Things to do:
A) Reproduce the blog post from "Absolutely.  I've seen" to "to tune queries.", replacing "milliseconds" with "seconds".
B) According to the comment in the blog post, why will faster I/O not remove the need to tune queries? Answer in one to three sentences.
C) When was the blog post published?

Source passage:

====================

THE SQL Server Blog Spot on the Web

Welcome to SQLblog.com - The SQL Server blog spot on the web Sign in | |
in Search

Kalen Delaney

Did You Know: Can Query Tuning Become Unnecessary?

I wrote a commentary for the SQL Server Magazine e-newsletter last week, and was expecting a to get a bit more feedback than I did.So I'm hoping my blog readers can help out.  I was commenting on a message that one of my business partners had sent out wondering about the changes that new higher speed storage technology might bring.

Please read the whole commentary here (It's not that long.)

Basically, the comment is that new storage technology is appearing that could have I/O's per second (IOPS) rates thousand of times faster than they are now.

Most of the reasons for building good indexes and tuning our queries is to reduce the number of reads that SQL Server would have to perform. But if the reads are so fast that even with tables scans our queries are always 'fast enough', would you spend time on query and index tuning?

At this point, my question is NOT whether you think there will be available and affordable storage systems that can perform as suggested. My question is "IF there were such systems, would you still spend time tuning your queries and evaluating the best indexes?"  Also, if query tuning does become unnecessary, what would you do instead to maintain your database system's performance? Or would you be out of a job? 

I'd really like to hear what you think!


Thanks

~Kalen

Published Sunday, September 07, 2008 7:49 PM by Kalen Delaney
Filed under:

Comment Notification

If you would like to receive an email when updates are made to this post, please register here

Subscribe to this post's comments using RSS

Comments

 

Adam Machanic said:

Absolutely.  I've seen tiny queries against tables totally cached in memory that took hours to run without the appropriate indexes, and milliseconds with.  Faster I/O will certainly make things easier and certain performance problems less extreme, but it will in no way obviate the need to tune queries.

====================

Provided data:
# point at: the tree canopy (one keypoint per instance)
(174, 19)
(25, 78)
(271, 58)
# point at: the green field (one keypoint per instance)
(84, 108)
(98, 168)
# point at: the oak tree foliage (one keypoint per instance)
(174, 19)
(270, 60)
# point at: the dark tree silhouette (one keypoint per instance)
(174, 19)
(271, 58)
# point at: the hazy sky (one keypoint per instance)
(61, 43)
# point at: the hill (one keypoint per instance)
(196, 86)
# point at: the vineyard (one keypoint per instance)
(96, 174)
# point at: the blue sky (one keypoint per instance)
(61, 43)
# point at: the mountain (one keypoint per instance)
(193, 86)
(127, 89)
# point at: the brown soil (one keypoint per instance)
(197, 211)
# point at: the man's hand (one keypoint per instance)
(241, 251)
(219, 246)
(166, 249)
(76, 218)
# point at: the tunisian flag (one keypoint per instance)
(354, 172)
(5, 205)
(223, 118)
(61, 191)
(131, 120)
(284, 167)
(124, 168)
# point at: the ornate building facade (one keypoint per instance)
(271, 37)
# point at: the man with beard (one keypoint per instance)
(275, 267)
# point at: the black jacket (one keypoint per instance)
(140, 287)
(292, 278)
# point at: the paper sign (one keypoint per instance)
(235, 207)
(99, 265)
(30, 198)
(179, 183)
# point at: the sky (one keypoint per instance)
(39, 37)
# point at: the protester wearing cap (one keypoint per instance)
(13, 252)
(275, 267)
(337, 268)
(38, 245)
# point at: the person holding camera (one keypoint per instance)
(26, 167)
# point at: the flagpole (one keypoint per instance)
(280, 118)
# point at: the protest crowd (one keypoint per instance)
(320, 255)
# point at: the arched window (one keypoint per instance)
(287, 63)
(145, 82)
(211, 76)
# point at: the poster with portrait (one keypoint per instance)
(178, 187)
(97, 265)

====================

Exercise answers:
A)
Absolutely.  I've seen tiny queries against tables totally cached in memory that took hours to run without the appropriate indexes, and seconds with.  Faster I/O will certainly make things easier and certain performance problems less extreme, but it will in no way obviate the need to tune queries.

B) The commenter has seen tiny queries against tables fully cached in memory take hours without the right indexes and only milliseconds with them. Faster I/O can make some performance problems less extreme, but it cannot fix that.

C) Sunday, September 07, 2008, at 7:49 PM.